* SHORT EXERCISE
In your copy, leave out the pictures; write out all the data exactly.

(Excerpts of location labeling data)
================

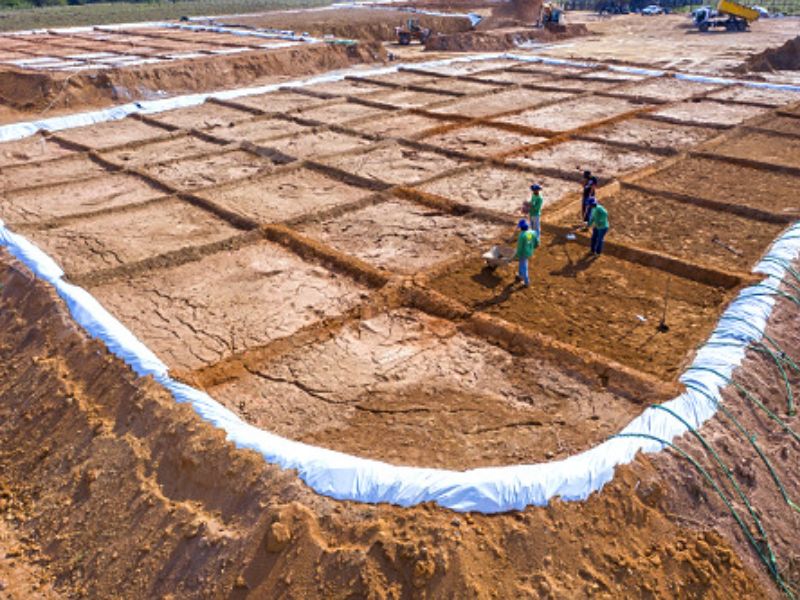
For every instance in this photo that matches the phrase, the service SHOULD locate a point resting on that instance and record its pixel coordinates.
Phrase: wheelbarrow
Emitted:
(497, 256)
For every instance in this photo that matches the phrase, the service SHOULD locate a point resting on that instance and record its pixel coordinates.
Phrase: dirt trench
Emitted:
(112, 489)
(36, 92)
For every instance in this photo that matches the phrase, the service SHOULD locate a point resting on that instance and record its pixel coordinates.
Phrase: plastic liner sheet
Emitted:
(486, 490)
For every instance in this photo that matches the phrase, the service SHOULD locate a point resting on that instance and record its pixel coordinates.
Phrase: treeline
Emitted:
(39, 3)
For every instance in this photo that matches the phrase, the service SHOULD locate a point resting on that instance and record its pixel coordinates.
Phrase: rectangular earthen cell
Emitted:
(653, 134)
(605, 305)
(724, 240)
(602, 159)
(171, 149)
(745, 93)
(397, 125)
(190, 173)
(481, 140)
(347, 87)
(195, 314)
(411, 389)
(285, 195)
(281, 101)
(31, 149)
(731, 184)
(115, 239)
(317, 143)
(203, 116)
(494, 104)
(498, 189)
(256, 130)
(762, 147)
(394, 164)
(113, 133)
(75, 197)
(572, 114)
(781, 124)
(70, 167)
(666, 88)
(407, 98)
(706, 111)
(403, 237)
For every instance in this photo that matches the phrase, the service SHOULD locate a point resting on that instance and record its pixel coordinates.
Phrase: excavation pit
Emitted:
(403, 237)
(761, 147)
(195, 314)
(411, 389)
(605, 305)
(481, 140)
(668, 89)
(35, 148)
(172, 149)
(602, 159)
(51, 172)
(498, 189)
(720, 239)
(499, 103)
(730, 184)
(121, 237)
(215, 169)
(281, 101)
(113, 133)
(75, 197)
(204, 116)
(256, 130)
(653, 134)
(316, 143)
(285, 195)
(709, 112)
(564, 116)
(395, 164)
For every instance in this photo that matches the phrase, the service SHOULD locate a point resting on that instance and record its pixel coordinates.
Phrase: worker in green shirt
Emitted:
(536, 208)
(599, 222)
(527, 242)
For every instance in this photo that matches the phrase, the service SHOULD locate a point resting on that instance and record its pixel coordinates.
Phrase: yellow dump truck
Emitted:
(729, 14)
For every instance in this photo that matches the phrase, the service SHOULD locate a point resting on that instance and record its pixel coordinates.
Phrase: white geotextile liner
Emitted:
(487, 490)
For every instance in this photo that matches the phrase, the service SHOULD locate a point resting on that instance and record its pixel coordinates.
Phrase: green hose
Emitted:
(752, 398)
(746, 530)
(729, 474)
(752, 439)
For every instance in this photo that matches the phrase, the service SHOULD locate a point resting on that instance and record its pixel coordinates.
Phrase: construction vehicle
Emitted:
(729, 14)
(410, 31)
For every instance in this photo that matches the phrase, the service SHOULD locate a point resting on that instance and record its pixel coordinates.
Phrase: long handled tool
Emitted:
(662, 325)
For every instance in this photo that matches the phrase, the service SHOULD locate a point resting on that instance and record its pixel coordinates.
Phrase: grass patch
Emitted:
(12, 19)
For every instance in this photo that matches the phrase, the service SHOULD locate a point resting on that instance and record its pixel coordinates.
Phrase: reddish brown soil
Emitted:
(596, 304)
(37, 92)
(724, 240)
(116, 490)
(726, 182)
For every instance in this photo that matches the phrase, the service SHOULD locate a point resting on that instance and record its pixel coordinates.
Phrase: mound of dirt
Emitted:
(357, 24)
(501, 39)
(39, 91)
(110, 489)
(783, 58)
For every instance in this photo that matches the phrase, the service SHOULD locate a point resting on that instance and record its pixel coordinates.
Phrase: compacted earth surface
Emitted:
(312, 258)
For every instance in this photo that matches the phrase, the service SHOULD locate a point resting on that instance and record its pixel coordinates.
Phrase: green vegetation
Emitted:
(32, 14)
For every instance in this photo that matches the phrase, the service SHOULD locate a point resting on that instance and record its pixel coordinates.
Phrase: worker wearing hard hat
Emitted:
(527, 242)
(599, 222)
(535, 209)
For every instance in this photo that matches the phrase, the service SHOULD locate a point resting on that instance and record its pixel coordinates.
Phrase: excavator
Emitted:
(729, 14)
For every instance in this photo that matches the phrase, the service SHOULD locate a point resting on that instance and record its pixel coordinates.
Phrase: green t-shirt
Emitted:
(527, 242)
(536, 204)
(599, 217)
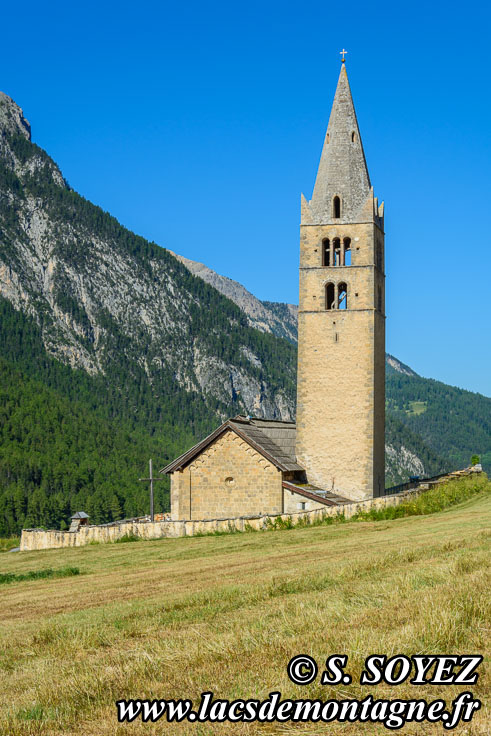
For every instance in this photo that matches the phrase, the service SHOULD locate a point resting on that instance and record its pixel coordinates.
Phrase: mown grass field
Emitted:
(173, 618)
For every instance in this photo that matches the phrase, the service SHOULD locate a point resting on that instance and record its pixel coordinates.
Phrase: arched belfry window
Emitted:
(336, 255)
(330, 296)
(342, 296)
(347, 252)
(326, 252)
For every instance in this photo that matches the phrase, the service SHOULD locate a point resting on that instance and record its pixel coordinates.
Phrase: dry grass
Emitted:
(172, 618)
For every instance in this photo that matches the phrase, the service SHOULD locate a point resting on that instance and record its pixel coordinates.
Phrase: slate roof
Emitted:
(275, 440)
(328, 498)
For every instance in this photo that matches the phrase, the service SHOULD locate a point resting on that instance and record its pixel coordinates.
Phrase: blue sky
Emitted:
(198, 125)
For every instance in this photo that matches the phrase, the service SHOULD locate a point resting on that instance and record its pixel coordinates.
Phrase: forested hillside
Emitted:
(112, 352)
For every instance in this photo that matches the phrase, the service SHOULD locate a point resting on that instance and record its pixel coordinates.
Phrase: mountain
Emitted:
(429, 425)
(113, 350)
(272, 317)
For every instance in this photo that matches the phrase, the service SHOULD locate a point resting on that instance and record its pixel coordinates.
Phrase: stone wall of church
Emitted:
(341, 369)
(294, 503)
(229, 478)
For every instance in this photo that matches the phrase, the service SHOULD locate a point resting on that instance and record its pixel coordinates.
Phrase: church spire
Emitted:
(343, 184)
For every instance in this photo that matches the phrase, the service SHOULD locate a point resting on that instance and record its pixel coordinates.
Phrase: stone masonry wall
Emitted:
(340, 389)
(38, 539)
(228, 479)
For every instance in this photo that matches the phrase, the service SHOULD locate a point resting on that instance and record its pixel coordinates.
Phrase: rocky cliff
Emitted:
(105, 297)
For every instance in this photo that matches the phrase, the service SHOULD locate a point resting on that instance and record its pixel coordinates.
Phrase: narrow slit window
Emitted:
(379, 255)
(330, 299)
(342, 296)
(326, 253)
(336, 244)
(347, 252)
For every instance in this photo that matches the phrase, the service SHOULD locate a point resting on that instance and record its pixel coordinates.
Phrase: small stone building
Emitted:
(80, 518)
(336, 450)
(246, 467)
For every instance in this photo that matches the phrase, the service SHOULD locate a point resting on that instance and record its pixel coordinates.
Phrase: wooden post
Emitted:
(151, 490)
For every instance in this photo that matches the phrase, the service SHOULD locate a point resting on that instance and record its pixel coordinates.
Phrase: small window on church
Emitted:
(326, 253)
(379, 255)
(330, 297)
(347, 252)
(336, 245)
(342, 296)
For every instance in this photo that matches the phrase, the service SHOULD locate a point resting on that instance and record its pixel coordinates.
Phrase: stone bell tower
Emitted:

================

* IN RESPONSE
For every instance in this photo that matches the phrase, the service SHOULD locate a point resting on that instance and record its pixel coordinates.
Phrase: wheelbarrow
Emitted:
(497, 256)
For every instance in this photo that matches the phrase, the service SHOULD locate a point resting on that instance and record its pixel coordinates.
Phrase: dirt trench
Emitted:
(112, 489)
(36, 92)
For every instance in this photo that matches the phrase, the service SHOULD locate a point resting on that instance and record its pixel coordinates.
Phrase: plastic liner sheet
Emitted:
(486, 490)
For every instance in this photo that matches the phrase, the service SHOULD locate a point resting on that instance and record its pixel coordinates.
Phrase: treeline
Emitted:
(39, 3)
For every instance in this photo that matches the phrase, the service SHOULD locate a point resting on that instance and record its pixel coordinates.
Phrase: rectangular earthen cell
Emitted:
(653, 134)
(605, 305)
(724, 240)
(602, 159)
(171, 149)
(745, 93)
(397, 125)
(190, 173)
(481, 140)
(347, 87)
(195, 314)
(411, 389)
(285, 195)
(281, 101)
(31, 149)
(731, 184)
(115, 239)
(317, 143)
(203, 116)
(494, 104)
(498, 189)
(256, 130)
(762, 147)
(394, 164)
(113, 133)
(75, 197)
(572, 114)
(781, 124)
(70, 167)
(666, 88)
(407, 98)
(706, 111)
(403, 237)
For every instance in this photo that matches the phrase, the service SHOULD locate a point resting on that instance and record its pixel coordinates.
Phrase: excavation pit
Emitted:
(403, 237)
(761, 147)
(195, 314)
(411, 389)
(605, 305)
(481, 140)
(668, 89)
(35, 148)
(172, 149)
(602, 159)
(51, 172)
(498, 189)
(720, 239)
(499, 103)
(730, 184)
(121, 237)
(215, 169)
(281, 101)
(113, 133)
(75, 197)
(204, 116)
(256, 130)
(653, 134)
(316, 143)
(285, 195)
(709, 112)
(564, 116)
(395, 164)
For every instance in this photo that matches the phrase, the service SHOULD locate a point resting on that instance and record its pixel coordinates.
Phrase: worker in green shirt
Emitted:
(536, 208)
(599, 222)
(527, 242)
For every instance in this photo that matches the phrase, the service SHOULD locate a point resting on that instance and record its pixel coordinates.
Phrase: yellow dump truck
Emitted:
(729, 14)
For every instance in this photo that matches the phrase, the service SHOULD locate a point resting on that instance and record its pixel coordinates.
Phrase: white geotextile liner
Emitted:
(487, 490)
For every instance in this photo that matches the phrase, the service SHOULD locate a point resting on that instance and record its pixel coordinates.
Phrase: green hose
Emitted:
(752, 398)
(746, 530)
(729, 474)
(752, 439)
For every instance in this photo that matches the phrase, the service SHOULD locate a point resting on that instance and record its pixel coordinates.
Phrase: construction vehicle
Emitted:
(729, 14)
(410, 31)
For every instance in this photo that matches the phrase, the service SHOULD locate a point resting on that instance and record its pixel coordinates.
Phrase: long handled tool
Emitted:
(662, 325)
For every instance in this photo that matches the phrase, the service SHOULD locate a point resting on that instance and record its pixel coordinates.
Phrase: grass patch
Emitted:
(12, 19)
For every instance in this photo that matches the phrase, the service SHOULD locate a point resting on that instance and record its pixel coordinates.
Phrase: reddish brown soil
Emitted:
(596, 304)
(37, 92)
(724, 240)
(116, 490)
(726, 182)
For every instance in this photo that matches the phrase, the service SHOULD locate a point resting on that instance and record its pixel coordinates.
Phrase: mound of dirt
Emitted:
(357, 24)
(501, 39)
(39, 91)
(110, 489)
(783, 58)
For every instance in this photo that matches the phrase, the service SHOULD locate a point resting on that instance and record its pixel coordinates.
Phrase: compacted earth surface
Emitted:
(312, 258)
For every instance in this photo that matches the phrase, the service SHOULD locate a point resting on that instance and record its pixel coordinates.
Phrase: green vegetation
Emitted:
(32, 14)
For every instance in this photo that matches the phrase, the service SHOULD locate a point resting on that instance and record its pixel coordinates.
Phrase: worker wearing hard hat
Emitted:
(527, 242)
(599, 222)
(535, 209)
For every instance in this photo that matches the phrase, the service SHOULD locate a point resting on that instance and record its pixel coordinates.
Phrase: excavator
Emitted:
(729, 14)
For every instance in this photo that matches the phrase, the service SHOULD locate a point resting on that instance and record its pixel coordinates.
Phrase: green t-shirt
Emitted:
(527, 242)
(536, 204)
(599, 217)
For every instance in this photo that matches the phrase, the service SHOULD locate a point resting on that instance and record its pixel coordinates.
Phrase: mown grass field
Emitted:
(173, 618)
For every instance in this photo that matches the phrase, the service SHOULD locate a point resting on that instance and record its pixel coordinates.
Phrase: arched belfry window
Emitted:
(336, 255)
(330, 296)
(342, 296)
(347, 252)
(326, 252)
For every instance in this photo that matches the phrase, the service SHOULD locate a point resting on that instance and record its pixel coordinates.
Phrase: dry grass
Emitted:
(172, 618)
For every instance in this photo that matches the phrase, the service SHOULD locate a point resting on that instance and record its pixel coordinates.
Phrase: slate roof
Emitted:
(275, 440)
(328, 498)
For every instance in this photo that matches the phrase, the service SHOULD locate a point resting on that instance and record its pixel coordinates.
Phrase: blue sky
Emitted:
(198, 125)
For every instance in this photo that matches the phrase, the service SHOULD locate a point resting on that instance and record its pixel coordinates.
Phrase: forested hillside
Emitted:
(112, 352)
For every instance in this photo that matches the phrase, the service SHOULD locate a point resting on that instance and record its pixel coordinates.
Phrase: mountain
Emitted:
(429, 425)
(113, 350)
(272, 317)
For every instance in this photo that matches the phrase, the service SHOULD locate a point resting on that instance and record its pixel coordinates.
Phrase: stone wall of church
Emitted:
(341, 369)
(294, 503)
(229, 478)
For every instance in this photo that matches the phrase, the service SHOULD locate a point resting on that instance and record its pixel coordinates.
Phrase: church spire
Emitted:
(343, 184)
For every instance in this photo that matches the phrase, the service SHOULD locate a point resting on that instance and record its pixel coordinates.
Phrase: stone masonry wall
Emitted:
(340, 389)
(38, 539)
(228, 479)
For every instance in this photo that matches the phrase, the service SHOULD locate a point resting on that instance and record its pixel coordinates.
Phrase: rocky cliff
Emitted:
(105, 297)
For every instance in this photo that matches the phrase, the service SHOULD locate a point resting on that instance and record its pixel coordinates.
Phrase: narrow slit window
Emitted:
(379, 255)
(330, 299)
(342, 296)
(326, 253)
(336, 244)
(347, 252)
For every instance in this photo that matches the phrase, the service SHOULD locate a point resting on that instance and record its pixel coordinates.
Phrase: small stone building
Emitted:
(80, 518)
(336, 450)
(246, 467)
For every instance in this photo that matches the phrase, the service SHOULD locate a point resting on that instance and record its pixel coordinates.
Phrase: wooden post
Emitted:
(151, 490)
For every instance in this photo that matches the phrase, the service SHOULD locate a point resting on that instance and record its pixel coordinates.
Phrase: small window on church
Emitted:
(326, 253)
(379, 255)
(330, 297)
(347, 252)
(336, 245)
(342, 296)
For every instance in this photo that matches the phrase, the service SHOULD locate a point resting on that instance and record its pixel coordinates.
Phrase: stone bell tower
Emitted:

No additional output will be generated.